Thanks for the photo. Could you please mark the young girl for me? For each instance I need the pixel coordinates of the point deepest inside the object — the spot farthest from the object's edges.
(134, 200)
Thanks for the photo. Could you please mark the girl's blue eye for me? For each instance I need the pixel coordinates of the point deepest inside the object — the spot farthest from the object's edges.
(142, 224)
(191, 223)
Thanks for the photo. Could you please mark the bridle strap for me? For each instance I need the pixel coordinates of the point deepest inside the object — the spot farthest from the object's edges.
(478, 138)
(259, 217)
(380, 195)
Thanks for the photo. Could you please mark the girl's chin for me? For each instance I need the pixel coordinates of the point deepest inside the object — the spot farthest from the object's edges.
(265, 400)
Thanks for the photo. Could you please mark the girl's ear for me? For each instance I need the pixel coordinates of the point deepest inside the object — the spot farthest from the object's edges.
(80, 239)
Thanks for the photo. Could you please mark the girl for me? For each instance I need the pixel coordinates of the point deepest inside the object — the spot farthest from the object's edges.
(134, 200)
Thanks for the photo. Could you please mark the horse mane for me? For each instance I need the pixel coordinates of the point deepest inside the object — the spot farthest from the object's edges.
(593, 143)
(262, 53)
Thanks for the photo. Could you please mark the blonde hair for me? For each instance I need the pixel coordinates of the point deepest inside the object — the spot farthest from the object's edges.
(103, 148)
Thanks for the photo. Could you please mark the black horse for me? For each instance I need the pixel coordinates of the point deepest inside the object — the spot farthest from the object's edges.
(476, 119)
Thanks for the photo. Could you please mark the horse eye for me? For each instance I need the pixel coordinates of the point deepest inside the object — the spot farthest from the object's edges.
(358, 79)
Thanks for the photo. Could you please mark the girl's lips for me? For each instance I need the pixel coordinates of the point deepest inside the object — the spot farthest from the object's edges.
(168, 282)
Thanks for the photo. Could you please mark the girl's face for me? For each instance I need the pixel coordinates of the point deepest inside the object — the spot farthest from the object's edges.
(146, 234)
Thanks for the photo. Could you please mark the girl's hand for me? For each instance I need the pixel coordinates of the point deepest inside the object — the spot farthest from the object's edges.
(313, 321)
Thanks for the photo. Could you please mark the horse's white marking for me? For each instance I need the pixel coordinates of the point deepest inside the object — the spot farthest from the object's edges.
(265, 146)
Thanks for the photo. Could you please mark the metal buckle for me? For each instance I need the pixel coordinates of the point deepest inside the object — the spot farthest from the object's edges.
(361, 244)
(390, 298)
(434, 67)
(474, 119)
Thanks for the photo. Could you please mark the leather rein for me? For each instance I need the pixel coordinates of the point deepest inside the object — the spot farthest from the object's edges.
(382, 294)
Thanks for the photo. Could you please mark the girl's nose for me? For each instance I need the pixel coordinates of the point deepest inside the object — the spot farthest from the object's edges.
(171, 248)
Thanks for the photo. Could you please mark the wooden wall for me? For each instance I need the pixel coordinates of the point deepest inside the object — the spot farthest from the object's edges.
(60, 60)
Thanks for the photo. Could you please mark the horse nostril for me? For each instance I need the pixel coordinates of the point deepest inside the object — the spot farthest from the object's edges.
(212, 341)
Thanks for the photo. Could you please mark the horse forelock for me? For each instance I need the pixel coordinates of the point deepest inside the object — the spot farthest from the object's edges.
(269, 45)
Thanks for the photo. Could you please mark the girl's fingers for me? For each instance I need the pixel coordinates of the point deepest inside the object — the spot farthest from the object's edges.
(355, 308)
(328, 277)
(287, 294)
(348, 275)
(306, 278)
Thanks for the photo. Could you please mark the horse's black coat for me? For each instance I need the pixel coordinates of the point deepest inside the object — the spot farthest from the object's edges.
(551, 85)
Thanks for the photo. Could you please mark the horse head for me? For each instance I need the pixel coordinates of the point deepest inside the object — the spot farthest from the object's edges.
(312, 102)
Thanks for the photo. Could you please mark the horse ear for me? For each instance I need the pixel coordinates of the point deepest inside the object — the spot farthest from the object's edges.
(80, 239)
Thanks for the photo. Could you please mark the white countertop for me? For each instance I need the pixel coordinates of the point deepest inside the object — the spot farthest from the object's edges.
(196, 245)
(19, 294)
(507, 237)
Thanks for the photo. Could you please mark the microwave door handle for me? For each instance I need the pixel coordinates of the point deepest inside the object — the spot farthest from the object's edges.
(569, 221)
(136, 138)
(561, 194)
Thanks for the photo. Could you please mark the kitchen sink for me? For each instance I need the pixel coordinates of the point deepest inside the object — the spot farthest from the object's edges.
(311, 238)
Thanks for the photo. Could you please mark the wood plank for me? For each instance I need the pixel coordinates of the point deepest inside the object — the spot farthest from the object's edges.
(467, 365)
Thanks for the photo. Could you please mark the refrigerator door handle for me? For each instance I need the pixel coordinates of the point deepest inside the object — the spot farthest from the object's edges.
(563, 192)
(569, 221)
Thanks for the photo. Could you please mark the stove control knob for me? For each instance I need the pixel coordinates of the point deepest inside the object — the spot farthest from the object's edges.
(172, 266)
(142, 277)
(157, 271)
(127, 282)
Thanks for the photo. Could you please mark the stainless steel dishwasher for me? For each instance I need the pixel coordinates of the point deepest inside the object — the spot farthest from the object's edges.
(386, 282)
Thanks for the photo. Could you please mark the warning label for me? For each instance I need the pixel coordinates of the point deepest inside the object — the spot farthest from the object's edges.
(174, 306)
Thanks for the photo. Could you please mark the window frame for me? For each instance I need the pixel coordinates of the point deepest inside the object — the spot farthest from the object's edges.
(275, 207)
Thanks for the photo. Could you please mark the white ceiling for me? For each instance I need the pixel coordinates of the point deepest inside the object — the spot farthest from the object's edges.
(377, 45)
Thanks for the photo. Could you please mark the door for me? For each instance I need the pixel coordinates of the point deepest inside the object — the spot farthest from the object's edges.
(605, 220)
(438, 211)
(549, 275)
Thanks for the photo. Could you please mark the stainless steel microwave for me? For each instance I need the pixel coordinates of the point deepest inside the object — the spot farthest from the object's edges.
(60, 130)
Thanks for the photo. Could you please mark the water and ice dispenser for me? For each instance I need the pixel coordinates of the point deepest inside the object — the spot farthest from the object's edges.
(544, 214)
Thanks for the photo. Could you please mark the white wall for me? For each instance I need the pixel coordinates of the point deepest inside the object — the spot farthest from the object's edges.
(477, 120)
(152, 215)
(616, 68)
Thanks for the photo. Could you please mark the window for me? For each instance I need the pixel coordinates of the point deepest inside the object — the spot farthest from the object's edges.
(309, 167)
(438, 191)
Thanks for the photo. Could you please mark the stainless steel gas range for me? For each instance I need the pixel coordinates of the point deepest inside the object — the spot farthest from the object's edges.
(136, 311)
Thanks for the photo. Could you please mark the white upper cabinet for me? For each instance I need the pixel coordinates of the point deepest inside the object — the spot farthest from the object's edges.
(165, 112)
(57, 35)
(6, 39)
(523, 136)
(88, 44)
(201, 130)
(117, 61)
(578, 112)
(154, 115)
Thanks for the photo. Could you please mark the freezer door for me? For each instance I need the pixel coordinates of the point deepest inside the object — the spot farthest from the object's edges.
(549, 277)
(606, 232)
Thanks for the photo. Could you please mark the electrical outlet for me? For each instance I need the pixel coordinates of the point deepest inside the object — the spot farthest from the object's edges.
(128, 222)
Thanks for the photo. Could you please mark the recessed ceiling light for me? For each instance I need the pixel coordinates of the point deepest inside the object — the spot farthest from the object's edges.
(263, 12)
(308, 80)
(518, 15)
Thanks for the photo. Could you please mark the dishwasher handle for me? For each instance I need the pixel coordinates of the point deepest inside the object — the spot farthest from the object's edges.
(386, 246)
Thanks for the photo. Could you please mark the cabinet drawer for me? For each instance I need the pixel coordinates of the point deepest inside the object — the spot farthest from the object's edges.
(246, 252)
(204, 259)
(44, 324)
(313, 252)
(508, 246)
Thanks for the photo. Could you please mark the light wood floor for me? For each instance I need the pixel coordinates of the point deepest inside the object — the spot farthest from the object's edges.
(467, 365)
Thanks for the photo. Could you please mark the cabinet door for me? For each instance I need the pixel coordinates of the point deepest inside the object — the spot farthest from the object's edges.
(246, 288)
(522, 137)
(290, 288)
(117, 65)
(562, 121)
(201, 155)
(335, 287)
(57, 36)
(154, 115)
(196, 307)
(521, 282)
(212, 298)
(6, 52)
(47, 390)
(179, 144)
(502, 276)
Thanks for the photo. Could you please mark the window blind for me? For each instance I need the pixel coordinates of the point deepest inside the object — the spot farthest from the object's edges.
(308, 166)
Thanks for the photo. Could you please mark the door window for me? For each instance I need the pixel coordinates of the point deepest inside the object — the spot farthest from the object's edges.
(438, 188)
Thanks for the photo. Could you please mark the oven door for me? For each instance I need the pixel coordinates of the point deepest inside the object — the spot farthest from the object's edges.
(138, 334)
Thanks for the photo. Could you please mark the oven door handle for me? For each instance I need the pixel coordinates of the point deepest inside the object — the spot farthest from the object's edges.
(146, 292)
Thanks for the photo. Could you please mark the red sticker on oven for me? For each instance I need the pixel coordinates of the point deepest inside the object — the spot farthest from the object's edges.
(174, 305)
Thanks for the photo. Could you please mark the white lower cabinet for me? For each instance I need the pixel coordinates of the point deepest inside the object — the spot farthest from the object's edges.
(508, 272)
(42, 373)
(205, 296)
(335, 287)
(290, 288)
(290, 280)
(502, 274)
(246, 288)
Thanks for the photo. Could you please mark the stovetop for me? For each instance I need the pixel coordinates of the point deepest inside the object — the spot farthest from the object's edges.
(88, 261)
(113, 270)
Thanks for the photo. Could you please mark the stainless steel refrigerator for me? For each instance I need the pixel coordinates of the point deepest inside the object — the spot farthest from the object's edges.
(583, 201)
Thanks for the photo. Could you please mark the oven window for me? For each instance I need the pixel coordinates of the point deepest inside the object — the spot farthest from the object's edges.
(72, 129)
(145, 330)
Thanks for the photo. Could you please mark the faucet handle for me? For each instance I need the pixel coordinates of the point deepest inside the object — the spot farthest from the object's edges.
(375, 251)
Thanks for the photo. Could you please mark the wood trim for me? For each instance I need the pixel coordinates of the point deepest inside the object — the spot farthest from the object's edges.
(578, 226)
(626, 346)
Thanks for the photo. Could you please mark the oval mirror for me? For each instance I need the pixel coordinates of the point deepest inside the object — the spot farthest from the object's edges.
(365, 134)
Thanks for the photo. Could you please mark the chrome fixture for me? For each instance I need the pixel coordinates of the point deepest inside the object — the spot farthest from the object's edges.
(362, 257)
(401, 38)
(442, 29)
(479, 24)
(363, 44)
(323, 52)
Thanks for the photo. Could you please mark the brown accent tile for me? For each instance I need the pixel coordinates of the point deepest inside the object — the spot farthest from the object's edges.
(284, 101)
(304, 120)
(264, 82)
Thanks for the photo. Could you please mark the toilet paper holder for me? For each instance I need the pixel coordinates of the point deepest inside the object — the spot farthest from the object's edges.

◆ ◆ ◆ ◆

• [Aim of the task]:
Update the lines from the one containing "Thanks for the photo. Could you please mark the brown" through the final line, replacing "toilet paper holder" with "towel bar" and leaving everything else unchanged. Return only those lines.

• [Solution to the exercise]:
Thanks for the photo. Could you please mark the brown accent tile for me? For each instance I need the pixel coordinates of the point deepest inside the object — the spot farthest from the object's edges.
(284, 101)
(304, 120)
(264, 82)
Thanks for the photo. Could you please mark the towel bar for me? For each instance I need the pixel coordinates of the point deepest inside the object — the spot farthest from the object's edges.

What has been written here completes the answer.